Look through the material below. Return exactly the lines from the one with "Note for the class: annotate every instance of the roof rack" through the one with "Note for the class: annotate every instance of the front bumper", both included.

● Working data
== Segment start ==

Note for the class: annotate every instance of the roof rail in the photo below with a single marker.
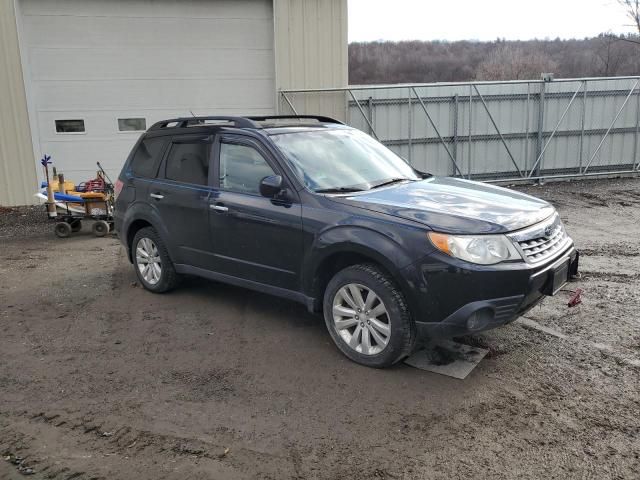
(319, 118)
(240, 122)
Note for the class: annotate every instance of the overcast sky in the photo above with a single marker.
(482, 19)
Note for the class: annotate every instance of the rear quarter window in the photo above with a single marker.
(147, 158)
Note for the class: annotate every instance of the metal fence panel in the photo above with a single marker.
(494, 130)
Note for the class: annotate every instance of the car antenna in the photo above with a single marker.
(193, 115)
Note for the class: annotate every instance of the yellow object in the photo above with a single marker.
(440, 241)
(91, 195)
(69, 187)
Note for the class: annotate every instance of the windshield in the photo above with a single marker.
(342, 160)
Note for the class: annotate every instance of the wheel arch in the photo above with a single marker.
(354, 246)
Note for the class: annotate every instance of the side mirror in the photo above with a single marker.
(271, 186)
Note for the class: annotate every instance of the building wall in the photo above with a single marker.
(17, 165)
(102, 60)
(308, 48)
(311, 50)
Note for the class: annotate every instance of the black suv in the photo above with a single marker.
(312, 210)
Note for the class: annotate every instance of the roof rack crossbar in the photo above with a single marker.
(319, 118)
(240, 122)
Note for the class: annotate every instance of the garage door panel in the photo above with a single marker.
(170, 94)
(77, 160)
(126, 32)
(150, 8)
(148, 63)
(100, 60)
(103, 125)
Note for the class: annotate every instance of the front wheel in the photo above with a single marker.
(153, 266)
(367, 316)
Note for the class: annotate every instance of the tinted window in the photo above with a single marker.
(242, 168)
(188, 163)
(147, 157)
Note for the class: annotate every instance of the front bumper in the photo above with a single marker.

== Segment end ==
== Segment start ==

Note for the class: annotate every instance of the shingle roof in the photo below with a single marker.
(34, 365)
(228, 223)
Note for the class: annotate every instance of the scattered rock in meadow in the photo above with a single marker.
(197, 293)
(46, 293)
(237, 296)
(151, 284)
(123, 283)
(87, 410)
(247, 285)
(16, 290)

== Segment end ==

● Result of this task
Note for the class: annotate every instance of the roof rack crossbar in the photo above with a single marker.
(319, 118)
(240, 122)
Note for the class: annotate every instance of the garage door panel in the photo above with a single marker.
(170, 94)
(77, 160)
(126, 32)
(150, 8)
(148, 63)
(100, 60)
(103, 125)
Note for the class: annotate every instance of the front wheel in the photo above with a single marker.
(153, 266)
(367, 316)
Note for the class: annotate every instance of the tinted window in the photo above with a single marker.
(242, 168)
(188, 163)
(147, 157)
Note for the class: annotate every instance of the front bumper in the photo above with a single marker.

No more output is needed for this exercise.